§ **WORK REQUIRED**:
In the passage on pests of cured fish, below what equilibrium relative humidity do the rates of increase of these pests drop considerably?

§ **PASSAGE**:

The development of insect and mite pests is similarly affected by moisture content and relative humidity. In particular, low moisture levels are an important limiting factor for most pests of cured fish and other dried food. The flies that infest moist partially-cured fish are especially susceptible to lack of moisture and usually cannot develop on the fully-cured product. Most of the other pests have high rates of increase on cured fish with moisture contents in equilibrium with 70-80% r.h. As the equilibrium r.h. is reduced below 70%, the rates of increase of these pests (especially the flies and mites) are considerably reduced, and well-dried fish is much less susceptible to damage by most pests.

The physical nature of cured fish, especially the extent of any fragmentation, affects the availability of the flesh, and thus the rate of increase of pests feeding on it. This is likely to be especially true for mites. Different genera of cured fish have been found to vary in their susceptibility to infestation by beetles and mites, though the nutritional factors governing this variation have not been identified. The presence of the salt on salted cured fish reduces the rates of increase of most insects and mites, though the pest species vary in their response to different concentrations.

Further information on the effects of temperature, moisture and food type on pests of cured fish is given by FAO (1981).

1.4 Collection and examination of insects and mites

The main groups of pests of cured fish can usually be recognized with the naked eye or, preferably, by the use of a simple hand-lens, while they are still on the fish sample. However, if confirmation or more detailed identification is required, or if insects or mites other than the main pest types seem to. be present, specimens should be collected for examination in the office or laboratory.

The simplest procedure, which reduces the amount of work in the field and also ensures that species are not over-looked, is to take samples of the infested fish, together with the pests, and place them in polythene bags (or similar sealed containers). The samples can then be examined in detail on a tray in the office or laboratory, and the pests extracted carefully. Collection of such samples may be essential if only the larvae or pupae of flies or beetles are present on the fish, and if detailed identification is required. Such specimens should be kept alive on the sample (in jars cloyed by pieces of cloth secured with rubber bands) until the immatures develop into adults, which are easier to identify.

Active adults of flies and beetles are usually easier to catch by using an entomologist's net, and transferring them to small tubes or jars. A suitable "butterfly" net can be purchased from biological equipment suppliers, or it can be made locally by stitching soft mosquito-netting into the shape of a bag and fitting this onto a circular, ovate or triangular frame of metal or bamboo with a light wooden handle. This method is particularly useful for sampling pests that are flying around fish processing sites.

Insects and mites infesting flaked fish can be separated by sieving; the sieve aperture-size required will be governed by the average size of the fish flakes in relation to the size of the particular pests present.

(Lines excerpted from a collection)
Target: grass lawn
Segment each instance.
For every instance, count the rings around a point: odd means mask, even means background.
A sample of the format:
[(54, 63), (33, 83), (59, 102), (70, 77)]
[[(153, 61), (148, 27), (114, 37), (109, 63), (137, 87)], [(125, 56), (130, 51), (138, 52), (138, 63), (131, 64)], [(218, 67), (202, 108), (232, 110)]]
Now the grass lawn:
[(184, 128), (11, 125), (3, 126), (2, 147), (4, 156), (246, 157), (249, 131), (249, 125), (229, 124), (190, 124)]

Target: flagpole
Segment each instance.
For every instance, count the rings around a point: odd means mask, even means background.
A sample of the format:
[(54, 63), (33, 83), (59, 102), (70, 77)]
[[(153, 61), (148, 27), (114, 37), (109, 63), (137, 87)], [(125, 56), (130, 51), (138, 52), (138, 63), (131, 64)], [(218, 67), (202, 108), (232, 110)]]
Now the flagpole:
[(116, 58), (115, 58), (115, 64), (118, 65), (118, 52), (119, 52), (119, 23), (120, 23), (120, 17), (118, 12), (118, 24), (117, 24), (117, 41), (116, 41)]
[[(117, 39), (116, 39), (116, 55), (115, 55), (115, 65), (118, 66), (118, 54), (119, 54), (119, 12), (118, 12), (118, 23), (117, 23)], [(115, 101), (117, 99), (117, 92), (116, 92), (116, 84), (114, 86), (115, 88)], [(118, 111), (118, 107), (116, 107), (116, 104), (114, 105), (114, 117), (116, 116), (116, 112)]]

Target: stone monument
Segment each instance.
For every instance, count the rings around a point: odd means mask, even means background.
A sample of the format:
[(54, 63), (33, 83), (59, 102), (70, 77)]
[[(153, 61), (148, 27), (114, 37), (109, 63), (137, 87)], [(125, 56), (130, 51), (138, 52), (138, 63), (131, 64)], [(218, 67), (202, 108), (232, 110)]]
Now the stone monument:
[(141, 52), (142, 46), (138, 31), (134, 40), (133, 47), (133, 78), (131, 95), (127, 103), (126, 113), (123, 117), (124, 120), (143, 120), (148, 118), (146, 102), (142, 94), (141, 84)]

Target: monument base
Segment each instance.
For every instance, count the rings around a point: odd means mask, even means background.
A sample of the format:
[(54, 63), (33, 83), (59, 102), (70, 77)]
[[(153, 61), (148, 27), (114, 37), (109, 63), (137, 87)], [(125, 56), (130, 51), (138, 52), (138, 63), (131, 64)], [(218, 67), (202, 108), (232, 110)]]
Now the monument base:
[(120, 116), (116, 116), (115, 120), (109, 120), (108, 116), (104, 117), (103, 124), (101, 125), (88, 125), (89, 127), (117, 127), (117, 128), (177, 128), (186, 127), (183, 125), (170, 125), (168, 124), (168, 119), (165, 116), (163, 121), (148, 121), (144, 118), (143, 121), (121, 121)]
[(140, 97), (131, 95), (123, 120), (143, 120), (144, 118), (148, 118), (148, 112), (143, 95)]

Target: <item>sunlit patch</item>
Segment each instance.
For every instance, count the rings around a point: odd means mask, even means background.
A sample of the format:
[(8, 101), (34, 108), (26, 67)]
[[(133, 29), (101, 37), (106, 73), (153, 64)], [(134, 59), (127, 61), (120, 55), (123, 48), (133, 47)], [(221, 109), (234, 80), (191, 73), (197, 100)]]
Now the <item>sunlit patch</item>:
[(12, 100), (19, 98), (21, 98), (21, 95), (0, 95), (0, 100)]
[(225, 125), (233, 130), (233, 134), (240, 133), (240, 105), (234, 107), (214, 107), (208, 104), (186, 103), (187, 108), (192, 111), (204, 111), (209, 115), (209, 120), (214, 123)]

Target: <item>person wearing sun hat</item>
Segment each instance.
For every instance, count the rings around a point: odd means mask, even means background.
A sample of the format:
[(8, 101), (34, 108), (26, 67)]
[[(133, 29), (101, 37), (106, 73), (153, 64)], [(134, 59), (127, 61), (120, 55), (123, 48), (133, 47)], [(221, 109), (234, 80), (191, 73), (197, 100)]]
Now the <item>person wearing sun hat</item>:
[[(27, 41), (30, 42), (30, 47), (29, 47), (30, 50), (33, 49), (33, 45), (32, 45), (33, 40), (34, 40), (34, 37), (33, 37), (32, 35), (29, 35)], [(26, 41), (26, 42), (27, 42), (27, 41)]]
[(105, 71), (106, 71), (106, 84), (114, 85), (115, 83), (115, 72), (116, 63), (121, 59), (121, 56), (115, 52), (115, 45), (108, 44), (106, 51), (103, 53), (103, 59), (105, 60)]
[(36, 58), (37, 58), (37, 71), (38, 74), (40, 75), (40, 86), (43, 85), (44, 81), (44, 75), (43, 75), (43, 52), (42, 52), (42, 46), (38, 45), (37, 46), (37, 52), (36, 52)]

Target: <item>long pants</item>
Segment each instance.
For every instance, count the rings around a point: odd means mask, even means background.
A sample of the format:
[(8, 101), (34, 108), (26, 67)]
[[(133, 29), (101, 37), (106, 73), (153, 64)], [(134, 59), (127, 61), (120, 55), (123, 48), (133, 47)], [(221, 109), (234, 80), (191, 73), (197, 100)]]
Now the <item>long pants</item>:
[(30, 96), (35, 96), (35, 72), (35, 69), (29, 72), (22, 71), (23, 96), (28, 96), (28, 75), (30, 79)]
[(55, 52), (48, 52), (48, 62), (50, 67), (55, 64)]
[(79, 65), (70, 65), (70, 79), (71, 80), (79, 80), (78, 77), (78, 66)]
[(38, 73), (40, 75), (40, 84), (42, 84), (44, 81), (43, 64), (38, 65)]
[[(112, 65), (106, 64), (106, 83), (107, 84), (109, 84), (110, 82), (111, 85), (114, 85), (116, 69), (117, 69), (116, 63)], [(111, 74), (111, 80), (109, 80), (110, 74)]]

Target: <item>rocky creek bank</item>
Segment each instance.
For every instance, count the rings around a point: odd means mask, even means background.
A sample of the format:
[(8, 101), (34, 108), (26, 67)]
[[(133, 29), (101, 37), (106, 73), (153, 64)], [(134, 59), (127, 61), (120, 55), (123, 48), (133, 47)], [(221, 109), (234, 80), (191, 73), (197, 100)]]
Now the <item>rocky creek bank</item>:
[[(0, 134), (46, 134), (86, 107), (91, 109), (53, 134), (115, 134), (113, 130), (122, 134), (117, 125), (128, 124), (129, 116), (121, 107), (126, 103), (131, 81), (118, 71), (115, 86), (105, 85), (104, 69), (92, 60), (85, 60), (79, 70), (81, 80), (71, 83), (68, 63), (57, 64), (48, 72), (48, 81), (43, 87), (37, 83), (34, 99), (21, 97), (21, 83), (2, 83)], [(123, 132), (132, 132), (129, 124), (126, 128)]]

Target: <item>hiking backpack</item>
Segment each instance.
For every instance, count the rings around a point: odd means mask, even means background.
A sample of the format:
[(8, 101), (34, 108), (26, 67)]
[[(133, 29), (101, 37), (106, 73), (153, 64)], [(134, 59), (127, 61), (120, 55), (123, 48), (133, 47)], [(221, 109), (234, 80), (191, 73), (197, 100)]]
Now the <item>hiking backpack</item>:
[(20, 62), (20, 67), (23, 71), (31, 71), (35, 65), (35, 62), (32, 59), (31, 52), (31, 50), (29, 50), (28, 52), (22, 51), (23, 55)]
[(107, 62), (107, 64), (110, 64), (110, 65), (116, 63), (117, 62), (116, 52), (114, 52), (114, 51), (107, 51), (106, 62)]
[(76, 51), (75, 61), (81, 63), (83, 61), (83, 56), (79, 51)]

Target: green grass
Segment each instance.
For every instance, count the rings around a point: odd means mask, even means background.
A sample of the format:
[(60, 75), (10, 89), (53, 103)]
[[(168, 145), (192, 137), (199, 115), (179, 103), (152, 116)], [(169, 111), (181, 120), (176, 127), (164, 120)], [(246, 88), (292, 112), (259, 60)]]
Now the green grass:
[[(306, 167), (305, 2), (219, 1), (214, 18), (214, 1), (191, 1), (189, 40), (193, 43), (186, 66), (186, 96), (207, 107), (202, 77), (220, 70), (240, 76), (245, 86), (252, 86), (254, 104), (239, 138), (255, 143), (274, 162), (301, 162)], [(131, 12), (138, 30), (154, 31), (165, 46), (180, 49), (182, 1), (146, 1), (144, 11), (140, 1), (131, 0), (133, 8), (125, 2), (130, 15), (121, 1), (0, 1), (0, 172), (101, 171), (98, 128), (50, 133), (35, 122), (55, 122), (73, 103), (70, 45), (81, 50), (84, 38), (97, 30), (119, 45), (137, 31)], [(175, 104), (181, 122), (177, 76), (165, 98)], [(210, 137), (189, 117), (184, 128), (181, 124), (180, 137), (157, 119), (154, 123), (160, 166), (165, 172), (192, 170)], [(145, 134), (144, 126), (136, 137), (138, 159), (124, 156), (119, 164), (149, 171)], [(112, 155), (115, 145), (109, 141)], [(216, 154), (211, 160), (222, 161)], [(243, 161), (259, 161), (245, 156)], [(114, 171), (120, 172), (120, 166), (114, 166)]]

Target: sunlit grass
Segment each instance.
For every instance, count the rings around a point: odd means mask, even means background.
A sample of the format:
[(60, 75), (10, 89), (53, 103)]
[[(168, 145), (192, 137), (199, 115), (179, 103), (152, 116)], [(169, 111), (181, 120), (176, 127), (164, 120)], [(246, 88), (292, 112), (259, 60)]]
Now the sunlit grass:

§ **ANSWER FOR THIS EXERCISE**:
Below 70% r.h.